▸ WHAT YOU WILL DO:
What follows is a set of entries; retype all of them exactly.
┌──
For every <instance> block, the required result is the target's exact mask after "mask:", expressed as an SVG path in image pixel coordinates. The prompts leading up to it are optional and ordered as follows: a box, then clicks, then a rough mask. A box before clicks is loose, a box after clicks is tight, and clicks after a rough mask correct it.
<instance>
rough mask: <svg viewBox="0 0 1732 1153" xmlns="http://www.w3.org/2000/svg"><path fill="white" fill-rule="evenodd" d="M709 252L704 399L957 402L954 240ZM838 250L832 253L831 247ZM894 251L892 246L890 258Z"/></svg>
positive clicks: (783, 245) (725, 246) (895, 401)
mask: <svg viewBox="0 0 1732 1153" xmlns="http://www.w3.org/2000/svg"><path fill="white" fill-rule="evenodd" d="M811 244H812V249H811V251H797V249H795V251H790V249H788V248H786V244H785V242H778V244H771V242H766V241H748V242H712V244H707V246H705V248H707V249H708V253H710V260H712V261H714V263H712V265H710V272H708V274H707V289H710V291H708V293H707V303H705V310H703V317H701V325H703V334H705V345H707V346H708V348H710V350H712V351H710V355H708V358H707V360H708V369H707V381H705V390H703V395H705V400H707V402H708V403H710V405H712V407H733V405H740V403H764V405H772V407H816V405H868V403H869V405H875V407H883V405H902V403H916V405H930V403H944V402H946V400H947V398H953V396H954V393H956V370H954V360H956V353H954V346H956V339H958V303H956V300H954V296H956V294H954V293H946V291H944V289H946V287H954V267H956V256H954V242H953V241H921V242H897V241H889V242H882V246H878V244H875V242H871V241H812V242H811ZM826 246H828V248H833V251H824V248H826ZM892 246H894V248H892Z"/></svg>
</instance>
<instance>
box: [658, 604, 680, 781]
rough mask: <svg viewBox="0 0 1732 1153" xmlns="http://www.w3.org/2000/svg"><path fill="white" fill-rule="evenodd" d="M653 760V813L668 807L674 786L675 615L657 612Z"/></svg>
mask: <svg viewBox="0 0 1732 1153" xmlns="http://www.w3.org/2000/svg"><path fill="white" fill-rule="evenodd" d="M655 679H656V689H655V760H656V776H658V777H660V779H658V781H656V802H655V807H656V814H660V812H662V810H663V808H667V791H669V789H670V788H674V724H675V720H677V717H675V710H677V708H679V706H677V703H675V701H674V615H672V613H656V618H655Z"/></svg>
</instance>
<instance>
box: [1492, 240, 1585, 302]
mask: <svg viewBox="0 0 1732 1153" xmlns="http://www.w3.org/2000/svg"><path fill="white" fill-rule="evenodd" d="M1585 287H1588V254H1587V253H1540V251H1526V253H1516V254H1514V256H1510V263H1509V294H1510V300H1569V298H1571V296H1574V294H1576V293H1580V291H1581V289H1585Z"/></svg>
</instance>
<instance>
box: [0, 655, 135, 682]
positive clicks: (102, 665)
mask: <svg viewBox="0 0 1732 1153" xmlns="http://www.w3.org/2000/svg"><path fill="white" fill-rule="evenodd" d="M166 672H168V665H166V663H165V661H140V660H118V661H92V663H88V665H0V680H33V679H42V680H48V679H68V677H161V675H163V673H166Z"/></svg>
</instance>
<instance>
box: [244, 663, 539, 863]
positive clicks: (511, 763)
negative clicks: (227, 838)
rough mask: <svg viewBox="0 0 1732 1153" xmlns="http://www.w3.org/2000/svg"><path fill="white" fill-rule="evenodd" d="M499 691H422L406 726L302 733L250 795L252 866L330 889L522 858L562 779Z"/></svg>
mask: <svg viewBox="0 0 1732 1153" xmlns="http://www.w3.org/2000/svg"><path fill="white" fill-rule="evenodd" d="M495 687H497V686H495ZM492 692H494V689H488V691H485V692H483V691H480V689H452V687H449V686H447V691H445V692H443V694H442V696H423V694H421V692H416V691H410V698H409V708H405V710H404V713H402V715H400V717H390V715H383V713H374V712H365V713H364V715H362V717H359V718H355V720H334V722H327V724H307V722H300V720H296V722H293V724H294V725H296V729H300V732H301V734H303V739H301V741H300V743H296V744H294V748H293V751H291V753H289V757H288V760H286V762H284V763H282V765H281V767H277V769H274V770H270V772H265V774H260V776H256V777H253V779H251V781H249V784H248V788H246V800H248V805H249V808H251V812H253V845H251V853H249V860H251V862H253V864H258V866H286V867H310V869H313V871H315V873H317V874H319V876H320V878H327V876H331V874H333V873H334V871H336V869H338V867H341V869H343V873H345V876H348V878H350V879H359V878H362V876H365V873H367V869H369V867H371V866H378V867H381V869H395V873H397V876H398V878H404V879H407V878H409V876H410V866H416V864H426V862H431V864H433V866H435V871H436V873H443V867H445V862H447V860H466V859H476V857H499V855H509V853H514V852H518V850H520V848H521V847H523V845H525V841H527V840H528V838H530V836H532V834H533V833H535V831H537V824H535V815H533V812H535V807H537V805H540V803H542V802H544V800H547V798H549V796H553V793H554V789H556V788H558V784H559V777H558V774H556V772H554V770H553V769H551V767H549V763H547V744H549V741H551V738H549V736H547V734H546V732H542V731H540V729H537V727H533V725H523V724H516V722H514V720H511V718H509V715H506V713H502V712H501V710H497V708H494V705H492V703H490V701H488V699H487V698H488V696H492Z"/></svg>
└──
▸ FINAL ANSWER:
For every <instance> block, the required result is the target's exact mask after "mask:", expressed as an SVG path in image pixel coordinates. The prompts leading up to it are optional and ordered as follows: a box, then clicks, then a rough mask. A box before clicks is loose, a box after clicks is tight, and clicks after a rough mask correct it.
<instance>
rough mask: <svg viewBox="0 0 1732 1153" xmlns="http://www.w3.org/2000/svg"><path fill="white" fill-rule="evenodd" d="M709 252L704 399L957 402L954 240ZM838 250L832 253L831 247ZM894 251L892 246L890 258Z"/></svg>
positive clicks: (783, 245) (725, 246) (895, 401)
mask: <svg viewBox="0 0 1732 1153" xmlns="http://www.w3.org/2000/svg"><path fill="white" fill-rule="evenodd" d="M811 244H812V249H811V251H797V249H795V251H790V249H788V248H786V244H785V242H778V244H771V242H766V241H748V242H712V244H707V246H705V248H707V249H708V253H710V260H712V261H714V263H712V265H710V272H708V274H707V289H710V291H708V293H707V303H705V310H703V317H701V325H703V334H705V345H707V346H708V348H710V350H712V351H710V355H708V358H707V360H708V369H707V381H705V390H703V395H705V400H707V402H708V403H710V405H712V407H733V405H740V403H764V405H772V407H816V405H868V403H869V405H875V407H883V405H902V403H916V405H930V403H944V402H946V400H947V398H953V396H954V393H956V370H954V360H956V353H954V346H956V339H958V303H956V300H954V296H956V294H954V293H946V291H944V289H946V287H954V267H956V256H954V242H953V241H921V242H897V241H889V242H882V246H878V244H875V242H871V241H812V242H811ZM826 246H828V248H833V251H824V248H826ZM892 246H894V248H892Z"/></svg>
</instance>
<instance>
box: [658, 604, 680, 781]
rough mask: <svg viewBox="0 0 1732 1153" xmlns="http://www.w3.org/2000/svg"><path fill="white" fill-rule="evenodd" d="M653 760V813L668 807L674 786L675 615L657 612Z"/></svg>
mask: <svg viewBox="0 0 1732 1153" xmlns="http://www.w3.org/2000/svg"><path fill="white" fill-rule="evenodd" d="M655 679H656V689H655V760H656V776H658V777H660V779H658V781H656V802H655V807H656V814H660V812H662V810H663V808H667V791H669V789H670V788H674V724H675V720H677V717H675V710H677V708H679V706H677V703H675V701H674V615H672V613H656V618H655Z"/></svg>
</instance>
<instance>
box: [1492, 240, 1585, 302]
mask: <svg viewBox="0 0 1732 1153" xmlns="http://www.w3.org/2000/svg"><path fill="white" fill-rule="evenodd" d="M1585 287H1588V254H1587V253H1540V251H1526V253H1516V254H1514V256H1510V263H1509V294H1510V300H1569V298H1571V296H1574V294H1576V293H1580V291H1581V289H1585Z"/></svg>
</instance>
<instance>
box: [0, 655, 135, 682]
positive clicks: (102, 665)
mask: <svg viewBox="0 0 1732 1153" xmlns="http://www.w3.org/2000/svg"><path fill="white" fill-rule="evenodd" d="M166 672H168V665H166V663H165V661H140V660H118V661H92V663H88V665H0V680H33V679H42V680H48V679H68V677H161V675H163V673H166Z"/></svg>
</instance>
<instance>
box: [244, 663, 539, 863]
positive clicks: (511, 763)
negative clicks: (227, 838)
rough mask: <svg viewBox="0 0 1732 1153" xmlns="http://www.w3.org/2000/svg"><path fill="white" fill-rule="evenodd" d="M499 691H422L406 726L302 733L250 795L252 866L330 889L522 858L562 779Z"/></svg>
mask: <svg viewBox="0 0 1732 1153" xmlns="http://www.w3.org/2000/svg"><path fill="white" fill-rule="evenodd" d="M495 687H497V686H495ZM492 692H494V689H488V691H485V692H483V691H480V689H452V687H449V686H447V691H445V692H443V694H442V696H423V694H421V692H416V691H410V698H409V708H405V710H404V713H402V715H400V717H390V715H383V713H374V712H365V713H364V715H362V717H359V718H355V720H334V722H327V724H307V722H300V720H296V722H293V724H294V725H296V729H300V732H301V734H303V739H301V741H300V743H296V744H294V748H293V751H291V753H289V757H288V760H286V762H284V763H282V765H281V767H277V769H274V770H270V772H265V774H260V776H256V777H253V779H251V781H249V784H248V788H246V800H248V805H249V808H251V812H253V845H251V853H249V860H251V862H253V864H258V866H286V867H310V869H313V871H315V873H317V874H319V876H320V878H327V876H331V874H333V873H334V871H336V869H338V867H341V869H343V873H345V876H348V878H350V879H359V878H362V876H365V873H367V869H369V867H371V866H378V867H381V869H395V873H397V876H398V878H404V879H407V878H409V876H410V866H416V864H426V862H431V864H433V866H435V871H436V873H443V867H445V862H447V860H466V859H476V857H499V855H509V853H514V852H518V850H520V848H521V847H523V845H525V841H527V840H528V838H530V836H532V834H533V833H535V831H537V824H535V815H533V812H535V807H537V805H540V803H542V802H544V800H547V798H549V796H553V793H554V789H556V788H558V784H559V777H558V774H556V772H554V770H553V769H551V767H549V763H547V744H549V741H551V738H549V736H547V734H546V732H542V731H540V729H537V727H533V725H523V724H516V722H514V720H511V718H509V715H506V713H502V712H501V710H497V708H494V705H492V703H490V701H488V699H487V698H488V696H492Z"/></svg>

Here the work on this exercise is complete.